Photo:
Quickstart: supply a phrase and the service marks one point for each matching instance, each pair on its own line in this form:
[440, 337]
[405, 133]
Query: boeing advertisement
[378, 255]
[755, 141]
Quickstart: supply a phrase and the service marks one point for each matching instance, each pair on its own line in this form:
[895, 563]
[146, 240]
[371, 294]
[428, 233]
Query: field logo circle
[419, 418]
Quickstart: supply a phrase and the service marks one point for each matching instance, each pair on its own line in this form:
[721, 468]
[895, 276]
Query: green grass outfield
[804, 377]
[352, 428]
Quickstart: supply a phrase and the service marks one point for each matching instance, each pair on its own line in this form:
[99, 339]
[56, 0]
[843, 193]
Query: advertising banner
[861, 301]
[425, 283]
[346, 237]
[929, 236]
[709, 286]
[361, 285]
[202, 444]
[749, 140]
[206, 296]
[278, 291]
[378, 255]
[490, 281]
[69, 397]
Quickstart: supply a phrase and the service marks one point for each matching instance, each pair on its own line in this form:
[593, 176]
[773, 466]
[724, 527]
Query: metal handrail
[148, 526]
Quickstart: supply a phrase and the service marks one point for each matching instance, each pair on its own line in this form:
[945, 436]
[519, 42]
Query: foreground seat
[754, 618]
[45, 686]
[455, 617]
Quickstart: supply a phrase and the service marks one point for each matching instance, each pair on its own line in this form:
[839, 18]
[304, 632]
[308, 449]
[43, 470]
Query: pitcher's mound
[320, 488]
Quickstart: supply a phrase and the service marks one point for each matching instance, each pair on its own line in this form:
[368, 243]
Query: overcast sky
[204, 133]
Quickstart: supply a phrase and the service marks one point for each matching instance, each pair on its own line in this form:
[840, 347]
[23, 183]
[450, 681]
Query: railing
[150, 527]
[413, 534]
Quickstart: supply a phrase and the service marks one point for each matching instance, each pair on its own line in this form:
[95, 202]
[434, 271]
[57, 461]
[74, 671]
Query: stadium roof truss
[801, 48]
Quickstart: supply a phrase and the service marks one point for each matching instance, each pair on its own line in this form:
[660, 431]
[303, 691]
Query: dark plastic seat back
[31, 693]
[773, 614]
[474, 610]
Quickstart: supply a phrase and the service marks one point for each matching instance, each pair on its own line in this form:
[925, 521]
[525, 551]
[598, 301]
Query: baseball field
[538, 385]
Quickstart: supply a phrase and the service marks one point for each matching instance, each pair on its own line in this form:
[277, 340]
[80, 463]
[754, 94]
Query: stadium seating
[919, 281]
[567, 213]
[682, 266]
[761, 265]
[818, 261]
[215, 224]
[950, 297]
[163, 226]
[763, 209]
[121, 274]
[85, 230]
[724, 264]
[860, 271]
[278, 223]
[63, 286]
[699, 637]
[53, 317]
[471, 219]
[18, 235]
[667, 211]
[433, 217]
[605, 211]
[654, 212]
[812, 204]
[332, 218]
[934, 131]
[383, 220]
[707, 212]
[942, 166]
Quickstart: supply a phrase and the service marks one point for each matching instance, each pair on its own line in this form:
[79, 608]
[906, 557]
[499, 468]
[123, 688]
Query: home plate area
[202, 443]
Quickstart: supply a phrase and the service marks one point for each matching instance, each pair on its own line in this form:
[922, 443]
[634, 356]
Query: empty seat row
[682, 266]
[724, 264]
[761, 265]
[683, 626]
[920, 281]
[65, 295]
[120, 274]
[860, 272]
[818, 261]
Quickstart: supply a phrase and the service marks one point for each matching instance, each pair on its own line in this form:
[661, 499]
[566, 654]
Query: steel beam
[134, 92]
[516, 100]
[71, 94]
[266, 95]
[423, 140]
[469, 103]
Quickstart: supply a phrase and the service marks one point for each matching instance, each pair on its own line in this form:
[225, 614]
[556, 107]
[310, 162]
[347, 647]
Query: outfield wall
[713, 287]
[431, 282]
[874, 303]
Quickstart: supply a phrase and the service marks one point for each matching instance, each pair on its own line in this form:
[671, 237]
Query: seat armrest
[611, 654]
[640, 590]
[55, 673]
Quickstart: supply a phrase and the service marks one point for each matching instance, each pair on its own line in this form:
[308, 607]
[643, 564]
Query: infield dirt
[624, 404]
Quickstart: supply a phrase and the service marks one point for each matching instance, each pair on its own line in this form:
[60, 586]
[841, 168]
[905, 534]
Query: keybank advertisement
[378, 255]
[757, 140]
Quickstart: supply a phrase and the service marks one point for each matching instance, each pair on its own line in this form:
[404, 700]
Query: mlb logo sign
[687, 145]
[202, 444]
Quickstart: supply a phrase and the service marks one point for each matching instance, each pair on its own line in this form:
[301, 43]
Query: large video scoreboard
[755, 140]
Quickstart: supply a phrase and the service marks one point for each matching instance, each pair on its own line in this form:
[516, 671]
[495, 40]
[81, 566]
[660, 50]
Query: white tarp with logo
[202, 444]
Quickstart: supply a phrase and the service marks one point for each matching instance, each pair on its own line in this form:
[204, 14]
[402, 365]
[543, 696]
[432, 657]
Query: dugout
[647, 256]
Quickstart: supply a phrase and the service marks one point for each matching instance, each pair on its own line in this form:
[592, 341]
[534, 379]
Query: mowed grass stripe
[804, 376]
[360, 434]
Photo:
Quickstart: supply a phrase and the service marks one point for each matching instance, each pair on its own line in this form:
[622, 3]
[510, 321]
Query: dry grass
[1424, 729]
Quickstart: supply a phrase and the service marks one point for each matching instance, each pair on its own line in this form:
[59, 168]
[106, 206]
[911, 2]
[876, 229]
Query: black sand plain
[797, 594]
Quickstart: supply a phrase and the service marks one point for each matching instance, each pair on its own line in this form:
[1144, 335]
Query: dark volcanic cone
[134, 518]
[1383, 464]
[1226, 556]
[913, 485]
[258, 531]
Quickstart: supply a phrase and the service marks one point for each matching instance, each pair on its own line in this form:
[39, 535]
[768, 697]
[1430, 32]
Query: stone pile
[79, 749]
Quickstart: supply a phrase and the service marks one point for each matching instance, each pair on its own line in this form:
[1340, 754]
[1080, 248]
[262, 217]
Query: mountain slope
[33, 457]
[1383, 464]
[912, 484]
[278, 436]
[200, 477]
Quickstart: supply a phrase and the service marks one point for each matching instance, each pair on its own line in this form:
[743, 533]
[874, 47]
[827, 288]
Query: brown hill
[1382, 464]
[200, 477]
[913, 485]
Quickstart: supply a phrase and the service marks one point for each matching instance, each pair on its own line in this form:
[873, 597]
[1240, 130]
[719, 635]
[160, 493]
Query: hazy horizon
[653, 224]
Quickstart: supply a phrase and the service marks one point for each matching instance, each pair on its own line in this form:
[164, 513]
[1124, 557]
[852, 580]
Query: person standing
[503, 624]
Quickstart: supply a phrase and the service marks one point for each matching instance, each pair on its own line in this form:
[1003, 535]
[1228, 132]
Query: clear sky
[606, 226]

> **Instruction**:
Exactly reproduce every line found in the records.

> **In response**:
Photo:
Quickstart: supply a phrase and the service marks one point for each matching instance, each pair on its own line in this form:
[440, 337]
[405, 133]
Query: boeing advertisement
[378, 255]
[755, 141]
Quickstart: supply a phrase and the service marks one point for each matching instance, each pair on its own line in this form:
[895, 563]
[146, 240]
[371, 294]
[428, 233]
Query: field logo circle
[419, 418]
Quickstart: supply a phrase and the service marks one point for each matching instance, each pair on its own line in this form:
[721, 468]
[895, 276]
Query: green grass outfield
[804, 377]
[352, 428]
Quickstart: supply a phrase and the service marks one point for each matching instance, each pair on its own line in this form:
[99, 339]
[56, 0]
[843, 193]
Query: advertising banner
[861, 301]
[425, 283]
[346, 237]
[929, 236]
[709, 286]
[361, 285]
[202, 444]
[749, 140]
[206, 296]
[278, 291]
[378, 255]
[490, 281]
[69, 397]
Quickstart: supply a phrase and the service marks one point for each matching instance, each pair on its own line in this form:
[593, 176]
[773, 466]
[724, 527]
Query: metal handrail
[148, 526]
Quickstart: supply a phrase and the service marks one point for each matching instance, each pair on its own line in this form:
[945, 436]
[519, 42]
Query: foreground seat
[754, 618]
[45, 686]
[455, 617]
Quickstart: supply a phrase and the service marks one point for each matching instance, each pair on its own line in this form:
[839, 18]
[304, 632]
[308, 449]
[43, 470]
Query: pitcher's mound
[320, 488]
Quickstart: supply a phrase and the service marks one point for each matching instance, each pair on its own line in this form:
[368, 243]
Query: overcast sky
[204, 133]
Quickstart: supply a phrase and the service marks one point for each matching instance, each pair on its own line in this form:
[840, 347]
[23, 183]
[450, 681]
Query: railing
[150, 527]
[413, 534]
Quickstart: supply a phrase and the service marks one point for each matching instance, each pair on its own line in this form:
[95, 202]
[434, 271]
[57, 461]
[74, 671]
Query: stadium roof truss
[801, 48]
Quickstart: supply a phrase and the service marks one point for each matching instance, each pair on its own line in this form:
[660, 431]
[303, 691]
Query: dark plastic seat back
[31, 693]
[773, 614]
[474, 610]
Quickstart: supply a phrase and the service marks one point for each matching instance, each pair on its own line in this form:
[925, 521]
[525, 551]
[598, 301]
Query: baseball field
[538, 385]
Quickstart: supply a phrase and the service marks one point for each matching instance, each pair on its own line in this form:
[277, 340]
[80, 463]
[754, 94]
Query: stadium seating
[919, 281]
[567, 213]
[682, 266]
[761, 265]
[818, 261]
[215, 224]
[950, 297]
[163, 226]
[763, 209]
[121, 274]
[85, 230]
[724, 264]
[860, 271]
[278, 223]
[63, 286]
[699, 637]
[53, 317]
[471, 219]
[18, 235]
[667, 211]
[433, 217]
[605, 211]
[654, 212]
[812, 204]
[332, 218]
[934, 131]
[383, 220]
[707, 212]
[942, 166]
Quickstart: supply a phrase and the service marks one point for each matching instance, each pair on its own line in this form:
[79, 608]
[906, 557]
[499, 468]
[123, 688]
Query: home plate area
[202, 443]
Quickstart: supply a phrase and the service marks one point for each matching instance, each pair on its own line in this form:
[922, 443]
[634, 356]
Query: empty seat row
[682, 266]
[724, 264]
[761, 265]
[683, 626]
[920, 281]
[65, 295]
[120, 274]
[860, 272]
[818, 261]
Quickstart: supply a phrase and the service marks one point for each matching instance, each pair on its own line in this form:
[661, 499]
[566, 654]
Query: steel beam
[134, 92]
[516, 100]
[71, 94]
[266, 95]
[423, 140]
[469, 103]
Quickstart: supply a phrase and the service marks one point for each matching instance, each pair on its own line in this form:
[225, 614]
[556, 107]
[310, 162]
[347, 647]
Query: outfield wall
[713, 287]
[431, 282]
[874, 303]
Quickstart: supply a phrase and the service marks one point for each matching instance, each pair on its own line in this form:
[671, 237]
Query: seat armrest
[611, 654]
[640, 590]
[55, 673]
Quickstart: supply a phrase and the service marks one point for each matching instance, each pair on its own line in this form:
[308, 607]
[643, 564]
Query: infield dirt
[624, 404]
Quickstart: supply a phrase and the service marks one point for each matching instance, each pair on its own line in this form:
[60, 586]
[841, 168]
[905, 534]
Query: keybank advertisement
[378, 255]
[757, 140]
Quickstart: supply a phrase and the service marks one point for each matching instance, each pair on its own line in this form:
[404, 700]
Query: mlb logo sign
[687, 145]
[202, 444]
Quickstart: supply a phrase and the service marks one point for each matching instance, each pair on its own line in this form:
[301, 43]
Query: large video scoreboard
[755, 140]
Quickstart: supply a phrase and the service marks one point for each matching instance, each pair on its own line in this form:
[516, 671]
[495, 40]
[81, 566]
[660, 50]
Query: white tarp with logo
[202, 444]
Quickstart: supply a phrase and the service marks one point for each matching instance, each pair on its own line in this form:
[204, 14]
[402, 365]
[543, 696]
[432, 657]
Query: dugout
[647, 256]
Quickstart: supply a phrase and the service marks one point for each matching instance, each pair on its own line in this form:
[592, 341]
[534, 379]
Query: mowed grass stripe
[804, 376]
[360, 434]
Photo:
Quickstart: supply a phrase and the service marks one point for each matching instance, each pair on its own line in this form:
[622, 3]
[510, 321]
Query: dry grass
[1424, 729]
Quickstart: supply a phrase and the service marks one point for each matching instance, each pair on its own line in this form:
[59, 168]
[106, 206]
[911, 2]
[876, 229]
Query: black sand plain
[797, 594]
Quickstart: supply a phrase and the service marks one point for each matching instance, each pair on its own line in this form:
[1144, 335]
Query: dark volcanic cone
[134, 518]
[1383, 464]
[1226, 556]
[913, 485]
[258, 531]
Quickstart: supply a phrase and the service marks one point for each matching instance, each pair on its own line in this form:
[39, 535]
[768, 697]
[1430, 32]
Query: stone pile
[79, 749]
Quickstart: supply a phrase and the service marks one point for each matching instance, each pair on its own line in this form:
[1340, 754]
[1080, 248]
[262, 217]
Query: mountain slope
[33, 457]
[1383, 464]
[912, 484]
[278, 436]
[200, 477]
Quickstart: supply a phrase and the service marks one point for each matching instance, each pair on its own line in this form:
[743, 533]
[874, 47]
[827, 288]
Query: brown hill
[1382, 464]
[200, 477]
[913, 485]
Quickstart: supply a phrase and the service marks one point for each matching instance, each pair on its own line in this form:
[873, 597]
[1240, 130]
[719, 635]
[160, 493]
Query: hazy horizon
[653, 224]
Quickstart: supply a phrase and the service marks one point for each matching instance, each pair on its own line in this form:
[164, 513]
[1124, 557]
[852, 580]
Query: person standing
[503, 624]
Quickstart: supply a phrase and the service marks one point for each matching instance, each pair on its own line in this form:
[1003, 535]
[1228, 132]
Query: clear sky
[606, 226]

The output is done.